### [TEXT UNDER STUDY]
↓

    Also, if one day your PC is running fine and the next day you suspect some malware climbed aboard, wouldn’t it be wise to consecutively back up to a restore point until (hopefully) you’re “back in business”? I was surprised that your article discouraged us from doing so. Since by doing so you wouldn’t lose any personal data or recently installed programs (or would you?), what is the worst that could happen?

    Thanks and holiday cheer!
    Dan

    • Dan,

      You wouldn’t run the 3 freebies “simultaneously” mate, all three running at once would likely slow everything down to a crawl and the scans would take ages. Run them one after another, yes, that would be fine. And no need to stop Avast, they should not conflict at all.

      if one day your PC is running fine and the next day you suspect some malware climbed aboard, wouldn’t it be wise to consecutively back up to a restore point until (hopefully) you’re “back in business”?
↑
### [INFORMATION GIVEN]
↓
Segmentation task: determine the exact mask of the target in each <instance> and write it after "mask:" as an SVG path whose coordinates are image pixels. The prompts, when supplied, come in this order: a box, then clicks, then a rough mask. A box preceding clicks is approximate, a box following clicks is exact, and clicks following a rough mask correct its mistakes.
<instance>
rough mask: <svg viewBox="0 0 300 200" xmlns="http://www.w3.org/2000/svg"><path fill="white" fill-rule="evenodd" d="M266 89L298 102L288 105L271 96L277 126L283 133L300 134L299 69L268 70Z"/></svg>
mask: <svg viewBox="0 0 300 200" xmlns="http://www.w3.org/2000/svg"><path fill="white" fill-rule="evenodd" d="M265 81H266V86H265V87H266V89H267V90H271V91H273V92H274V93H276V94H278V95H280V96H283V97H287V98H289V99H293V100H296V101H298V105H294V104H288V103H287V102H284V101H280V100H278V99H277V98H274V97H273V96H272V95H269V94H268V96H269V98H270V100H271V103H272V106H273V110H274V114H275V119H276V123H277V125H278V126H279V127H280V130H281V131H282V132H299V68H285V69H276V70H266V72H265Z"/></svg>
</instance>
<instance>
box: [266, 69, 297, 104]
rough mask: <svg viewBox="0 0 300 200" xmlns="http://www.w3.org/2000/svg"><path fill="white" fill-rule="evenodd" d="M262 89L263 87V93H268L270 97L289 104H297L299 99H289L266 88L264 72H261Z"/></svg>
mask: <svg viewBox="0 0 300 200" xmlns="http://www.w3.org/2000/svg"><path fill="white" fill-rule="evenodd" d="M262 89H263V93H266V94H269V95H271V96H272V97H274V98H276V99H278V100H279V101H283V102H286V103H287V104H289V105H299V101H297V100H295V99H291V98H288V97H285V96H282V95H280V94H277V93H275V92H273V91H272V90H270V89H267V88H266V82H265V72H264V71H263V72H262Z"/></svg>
↑
### [EXERCISE]
Return the passage of the malware comment thread verbatim, starting at "Thanks and holiday" and ending at "conflict at all.". The records have nothing to do with the text.

### [ANSWER TO THE EXERCISE]
Thanks and holiday cheer!
    Dan

    • Dan,

      You wouldn’t run the 3 freebies “simultaneously” mate, all three running at once would likely slow everything down to a crawl and the scans would take ages. Run them one after another, yes, that would be fine. And no need to stop Avast, they should not conflict at all.